[Material to process start]
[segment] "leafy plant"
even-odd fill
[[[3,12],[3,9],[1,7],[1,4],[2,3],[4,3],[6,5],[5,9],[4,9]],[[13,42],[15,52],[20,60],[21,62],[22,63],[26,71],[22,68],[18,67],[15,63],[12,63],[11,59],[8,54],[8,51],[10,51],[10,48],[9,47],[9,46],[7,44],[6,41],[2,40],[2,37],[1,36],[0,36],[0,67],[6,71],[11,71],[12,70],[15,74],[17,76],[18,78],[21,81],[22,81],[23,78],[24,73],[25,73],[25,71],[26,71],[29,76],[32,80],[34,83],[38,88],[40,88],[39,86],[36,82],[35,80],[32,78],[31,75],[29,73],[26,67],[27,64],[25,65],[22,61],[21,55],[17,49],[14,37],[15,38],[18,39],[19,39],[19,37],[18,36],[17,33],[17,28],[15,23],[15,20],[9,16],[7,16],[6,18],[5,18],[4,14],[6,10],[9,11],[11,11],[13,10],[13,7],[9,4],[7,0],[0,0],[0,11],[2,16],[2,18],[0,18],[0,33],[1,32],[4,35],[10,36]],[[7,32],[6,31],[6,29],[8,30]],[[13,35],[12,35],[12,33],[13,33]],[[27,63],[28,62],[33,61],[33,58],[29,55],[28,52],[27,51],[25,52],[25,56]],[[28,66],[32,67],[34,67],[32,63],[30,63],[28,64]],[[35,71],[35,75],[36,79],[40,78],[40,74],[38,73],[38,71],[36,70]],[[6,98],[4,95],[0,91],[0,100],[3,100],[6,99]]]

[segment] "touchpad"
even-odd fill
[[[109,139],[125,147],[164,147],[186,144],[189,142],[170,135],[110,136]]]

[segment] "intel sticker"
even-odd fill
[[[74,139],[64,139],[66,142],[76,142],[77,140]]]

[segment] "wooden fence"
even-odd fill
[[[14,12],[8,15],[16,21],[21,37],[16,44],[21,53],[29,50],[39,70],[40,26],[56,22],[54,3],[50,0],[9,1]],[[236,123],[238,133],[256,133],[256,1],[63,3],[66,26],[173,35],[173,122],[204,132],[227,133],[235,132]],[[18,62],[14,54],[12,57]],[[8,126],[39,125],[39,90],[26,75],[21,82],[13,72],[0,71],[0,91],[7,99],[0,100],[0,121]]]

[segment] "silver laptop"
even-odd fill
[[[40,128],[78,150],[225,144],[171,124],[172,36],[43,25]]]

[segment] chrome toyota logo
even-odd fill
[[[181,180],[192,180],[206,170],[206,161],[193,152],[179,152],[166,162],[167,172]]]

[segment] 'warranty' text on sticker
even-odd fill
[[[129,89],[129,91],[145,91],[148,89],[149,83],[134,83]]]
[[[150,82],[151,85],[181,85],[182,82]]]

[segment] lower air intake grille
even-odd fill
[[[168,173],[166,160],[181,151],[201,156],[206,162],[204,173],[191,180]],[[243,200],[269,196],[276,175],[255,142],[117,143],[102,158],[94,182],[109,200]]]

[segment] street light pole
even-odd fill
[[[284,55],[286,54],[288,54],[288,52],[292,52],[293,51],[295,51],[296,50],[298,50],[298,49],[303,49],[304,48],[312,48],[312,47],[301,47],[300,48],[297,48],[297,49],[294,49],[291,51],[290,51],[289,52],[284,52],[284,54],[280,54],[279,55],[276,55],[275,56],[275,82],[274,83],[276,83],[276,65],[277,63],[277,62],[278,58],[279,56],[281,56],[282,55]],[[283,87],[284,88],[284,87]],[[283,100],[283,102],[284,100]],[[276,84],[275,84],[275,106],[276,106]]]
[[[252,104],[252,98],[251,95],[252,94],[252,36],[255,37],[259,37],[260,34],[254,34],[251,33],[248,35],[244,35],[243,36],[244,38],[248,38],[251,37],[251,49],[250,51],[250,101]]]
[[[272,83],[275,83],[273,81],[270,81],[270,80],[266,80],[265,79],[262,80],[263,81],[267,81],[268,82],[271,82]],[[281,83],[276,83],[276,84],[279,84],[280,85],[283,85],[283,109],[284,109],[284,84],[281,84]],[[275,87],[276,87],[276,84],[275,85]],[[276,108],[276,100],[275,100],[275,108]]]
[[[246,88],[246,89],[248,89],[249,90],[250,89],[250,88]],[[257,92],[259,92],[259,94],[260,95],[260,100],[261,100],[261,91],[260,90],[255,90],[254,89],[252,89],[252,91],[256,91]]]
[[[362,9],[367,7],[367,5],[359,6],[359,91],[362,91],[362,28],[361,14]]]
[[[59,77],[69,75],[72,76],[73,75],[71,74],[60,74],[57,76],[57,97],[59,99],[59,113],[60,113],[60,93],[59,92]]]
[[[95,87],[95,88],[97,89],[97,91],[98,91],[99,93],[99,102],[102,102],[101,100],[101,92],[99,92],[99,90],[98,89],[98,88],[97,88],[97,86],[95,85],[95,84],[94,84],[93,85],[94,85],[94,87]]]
[Material to process end]
Rewrite the entries from the line with "[segment] chrome toyota logo" to the line with "[[[150,82],[151,85],[181,85],[182,82]]]", both included, as a numbered list, and leave out blank lines.

1. [segment] chrome toyota logo
2. even-odd fill
3. [[[181,180],[192,180],[206,170],[206,161],[193,152],[179,152],[166,162],[167,172]]]
4. [segment] 'warranty' text on sticker
5. even-odd fill
6. [[[129,89],[129,91],[145,91],[148,89],[149,83],[134,83]]]
7. [[[150,82],[151,85],[181,85],[182,82]]]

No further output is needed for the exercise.